***** Supplied data *****

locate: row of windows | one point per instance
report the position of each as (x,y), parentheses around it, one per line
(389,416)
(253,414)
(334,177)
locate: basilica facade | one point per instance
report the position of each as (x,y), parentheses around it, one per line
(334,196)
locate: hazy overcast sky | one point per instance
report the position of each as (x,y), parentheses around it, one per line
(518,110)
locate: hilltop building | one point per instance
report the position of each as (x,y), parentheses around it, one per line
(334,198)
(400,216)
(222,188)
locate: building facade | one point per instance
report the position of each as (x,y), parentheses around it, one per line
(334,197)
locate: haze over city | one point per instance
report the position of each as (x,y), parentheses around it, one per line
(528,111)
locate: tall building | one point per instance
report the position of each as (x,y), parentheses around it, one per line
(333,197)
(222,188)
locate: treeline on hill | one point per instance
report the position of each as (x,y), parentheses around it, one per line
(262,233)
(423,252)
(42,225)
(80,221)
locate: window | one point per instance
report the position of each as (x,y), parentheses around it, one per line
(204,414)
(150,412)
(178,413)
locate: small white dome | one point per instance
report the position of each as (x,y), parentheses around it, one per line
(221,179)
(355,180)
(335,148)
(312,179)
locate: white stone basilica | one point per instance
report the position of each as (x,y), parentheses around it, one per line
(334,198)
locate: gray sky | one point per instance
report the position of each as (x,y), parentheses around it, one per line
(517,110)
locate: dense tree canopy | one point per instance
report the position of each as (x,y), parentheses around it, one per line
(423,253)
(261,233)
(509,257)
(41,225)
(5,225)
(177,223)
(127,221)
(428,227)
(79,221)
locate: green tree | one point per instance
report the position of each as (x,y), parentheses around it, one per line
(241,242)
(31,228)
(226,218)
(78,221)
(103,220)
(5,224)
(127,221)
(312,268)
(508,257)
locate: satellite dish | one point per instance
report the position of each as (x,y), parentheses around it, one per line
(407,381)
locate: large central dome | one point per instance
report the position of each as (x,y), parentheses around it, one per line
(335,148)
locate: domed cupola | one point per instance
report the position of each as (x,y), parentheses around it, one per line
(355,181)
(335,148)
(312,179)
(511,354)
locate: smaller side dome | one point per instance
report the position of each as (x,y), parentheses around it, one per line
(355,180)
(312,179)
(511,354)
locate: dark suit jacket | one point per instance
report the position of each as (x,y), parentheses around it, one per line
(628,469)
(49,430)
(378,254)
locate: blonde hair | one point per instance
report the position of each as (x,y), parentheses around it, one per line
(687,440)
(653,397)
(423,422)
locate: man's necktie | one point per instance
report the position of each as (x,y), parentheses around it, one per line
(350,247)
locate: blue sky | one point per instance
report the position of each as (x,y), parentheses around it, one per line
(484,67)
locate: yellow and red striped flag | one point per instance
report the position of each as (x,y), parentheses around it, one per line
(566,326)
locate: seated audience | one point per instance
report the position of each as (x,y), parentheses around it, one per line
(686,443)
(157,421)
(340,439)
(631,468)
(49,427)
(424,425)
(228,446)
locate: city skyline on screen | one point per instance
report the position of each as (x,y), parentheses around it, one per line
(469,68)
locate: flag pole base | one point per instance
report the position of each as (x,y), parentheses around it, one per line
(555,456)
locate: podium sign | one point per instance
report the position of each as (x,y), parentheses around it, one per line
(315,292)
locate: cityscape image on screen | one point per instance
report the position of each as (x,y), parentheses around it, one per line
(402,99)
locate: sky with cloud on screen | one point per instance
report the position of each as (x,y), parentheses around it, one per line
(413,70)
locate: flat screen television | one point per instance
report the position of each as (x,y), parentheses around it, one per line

*****

• _What is expected_: Return exactly the line that contains "locate: yellow and" and every line after it, through the last line of the records.

• _Response to the exercise_:
locate: yellow and red striped flag | one point per instance
report the position of each as (x,y), parentheses around it, one per line
(566,326)
locate: seated audience | one point per instance
report the position of each as (x,y), parentheses around it, one per line
(686,443)
(157,421)
(340,439)
(631,468)
(49,427)
(424,425)
(228,446)
locate: city skyline on screen | one point per instance
report the position of each as (x,y), parentheses around it, one per line
(469,68)
locate: flag pole base | one point per instance
report the position of each as (x,y), parentheses around it, one per line
(555,456)
locate: podium sign | one point per instance
report the position of each as (x,y), parentheses around it, one per line
(315,292)
locate: cityscape image on screen | one point per instance
report the position of each as (x,y), parentheses around it, one per line
(402,99)
locate: sky with cloud on screen | one point per instance
report the position of each as (x,y), parentheses around it, one per line
(413,70)
locate: flat screen television | one point per instance
report the position of each as (x,y), parentheses around it, one per line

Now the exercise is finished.